**RECORDS FOR THE TASK**
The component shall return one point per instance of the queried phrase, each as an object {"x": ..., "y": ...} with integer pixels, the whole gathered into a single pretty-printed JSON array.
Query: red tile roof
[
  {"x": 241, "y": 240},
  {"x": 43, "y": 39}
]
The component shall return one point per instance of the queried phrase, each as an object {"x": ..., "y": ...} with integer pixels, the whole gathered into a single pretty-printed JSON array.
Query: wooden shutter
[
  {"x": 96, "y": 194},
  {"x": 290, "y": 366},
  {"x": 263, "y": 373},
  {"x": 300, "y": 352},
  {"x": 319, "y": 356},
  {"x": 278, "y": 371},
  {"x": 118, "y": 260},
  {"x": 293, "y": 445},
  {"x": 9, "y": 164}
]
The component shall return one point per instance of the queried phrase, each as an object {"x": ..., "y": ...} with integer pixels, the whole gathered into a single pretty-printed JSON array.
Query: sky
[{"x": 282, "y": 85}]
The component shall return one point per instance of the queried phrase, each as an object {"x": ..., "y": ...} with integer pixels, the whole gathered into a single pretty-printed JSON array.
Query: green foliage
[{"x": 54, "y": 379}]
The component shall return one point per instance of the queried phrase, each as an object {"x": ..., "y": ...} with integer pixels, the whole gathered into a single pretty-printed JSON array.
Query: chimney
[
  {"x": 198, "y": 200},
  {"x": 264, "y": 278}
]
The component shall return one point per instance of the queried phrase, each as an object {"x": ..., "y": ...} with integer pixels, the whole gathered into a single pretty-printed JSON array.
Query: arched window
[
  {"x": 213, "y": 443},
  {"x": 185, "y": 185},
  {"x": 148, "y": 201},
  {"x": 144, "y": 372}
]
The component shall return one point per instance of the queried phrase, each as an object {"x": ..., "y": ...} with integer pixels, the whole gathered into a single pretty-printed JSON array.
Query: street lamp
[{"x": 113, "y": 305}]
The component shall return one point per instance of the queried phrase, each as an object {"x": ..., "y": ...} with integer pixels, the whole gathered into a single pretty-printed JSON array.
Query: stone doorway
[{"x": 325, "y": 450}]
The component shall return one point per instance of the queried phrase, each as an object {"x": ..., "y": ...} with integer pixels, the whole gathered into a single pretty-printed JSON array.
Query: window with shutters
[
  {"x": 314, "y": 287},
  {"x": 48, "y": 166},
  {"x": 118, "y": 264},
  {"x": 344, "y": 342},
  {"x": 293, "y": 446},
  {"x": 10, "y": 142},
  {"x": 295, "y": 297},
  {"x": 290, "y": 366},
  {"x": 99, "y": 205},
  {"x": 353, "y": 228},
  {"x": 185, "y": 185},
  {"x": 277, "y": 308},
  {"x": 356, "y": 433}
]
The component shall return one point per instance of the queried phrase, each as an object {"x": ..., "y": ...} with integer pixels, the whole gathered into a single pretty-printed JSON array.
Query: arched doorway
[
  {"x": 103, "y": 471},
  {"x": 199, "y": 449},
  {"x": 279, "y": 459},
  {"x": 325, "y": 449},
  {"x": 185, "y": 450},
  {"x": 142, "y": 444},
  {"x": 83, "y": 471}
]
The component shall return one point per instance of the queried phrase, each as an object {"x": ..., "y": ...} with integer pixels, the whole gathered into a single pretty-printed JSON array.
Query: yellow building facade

**AIM**
Give only the number of lines in the entries above that contain the string "doorway", where case counts.

**EXERCISE SOLUTION**
2